_GOAL_
Output, with no changes, the span of lines that opens with the line containing "If you could pick out the reflective" and closes with the last line.
━━━━━━
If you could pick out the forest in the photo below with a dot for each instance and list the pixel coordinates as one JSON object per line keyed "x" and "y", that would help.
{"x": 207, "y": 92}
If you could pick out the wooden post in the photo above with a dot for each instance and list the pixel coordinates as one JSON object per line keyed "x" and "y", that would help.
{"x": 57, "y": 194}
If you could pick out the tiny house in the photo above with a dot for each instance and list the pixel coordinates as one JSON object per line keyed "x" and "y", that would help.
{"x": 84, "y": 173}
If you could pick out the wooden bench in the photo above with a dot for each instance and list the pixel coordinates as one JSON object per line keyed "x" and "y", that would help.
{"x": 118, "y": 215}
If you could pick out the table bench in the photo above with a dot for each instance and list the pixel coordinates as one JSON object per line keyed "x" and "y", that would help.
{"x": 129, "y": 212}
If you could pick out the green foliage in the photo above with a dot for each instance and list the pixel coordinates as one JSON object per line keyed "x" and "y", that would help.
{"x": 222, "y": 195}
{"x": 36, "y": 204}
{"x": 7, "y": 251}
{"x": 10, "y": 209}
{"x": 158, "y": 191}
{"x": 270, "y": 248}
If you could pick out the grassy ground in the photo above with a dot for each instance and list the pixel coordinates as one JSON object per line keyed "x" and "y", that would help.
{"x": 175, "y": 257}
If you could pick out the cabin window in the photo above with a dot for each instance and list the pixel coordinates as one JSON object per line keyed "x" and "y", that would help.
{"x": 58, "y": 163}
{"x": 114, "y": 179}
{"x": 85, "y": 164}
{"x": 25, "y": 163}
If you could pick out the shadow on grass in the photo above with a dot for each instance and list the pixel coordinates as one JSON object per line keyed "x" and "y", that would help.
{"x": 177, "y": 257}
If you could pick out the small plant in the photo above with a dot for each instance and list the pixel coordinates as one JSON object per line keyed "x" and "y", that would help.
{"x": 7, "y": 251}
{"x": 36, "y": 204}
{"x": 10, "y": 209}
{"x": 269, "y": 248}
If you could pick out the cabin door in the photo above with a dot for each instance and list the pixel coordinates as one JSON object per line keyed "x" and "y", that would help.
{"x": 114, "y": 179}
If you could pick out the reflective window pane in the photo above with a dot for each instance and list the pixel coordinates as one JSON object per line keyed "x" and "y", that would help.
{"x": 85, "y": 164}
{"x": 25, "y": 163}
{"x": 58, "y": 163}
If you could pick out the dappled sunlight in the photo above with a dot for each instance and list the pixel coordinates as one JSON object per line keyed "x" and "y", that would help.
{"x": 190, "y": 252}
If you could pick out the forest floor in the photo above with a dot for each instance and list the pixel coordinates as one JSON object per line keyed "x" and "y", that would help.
━━━━━━
_COMPLETED TASK_
If you could pick out the reflective window pane in the photo above with a dot for each instance and list the pixel coordinates as one JSON object per line keyed "x" and "y", that would help.
{"x": 85, "y": 164}
{"x": 25, "y": 163}
{"x": 58, "y": 163}
If you could pick out the dappled sunlight in the photo above with a dot for each instance and list the pixel coordinates as one JSON object per line keyed "x" and "y", that would help.
{"x": 190, "y": 252}
If you could pick out the forest floor in the photo above with a dot for each instance and list the pixel coordinates as one JSON object per line keyed "x" and "y", that would help.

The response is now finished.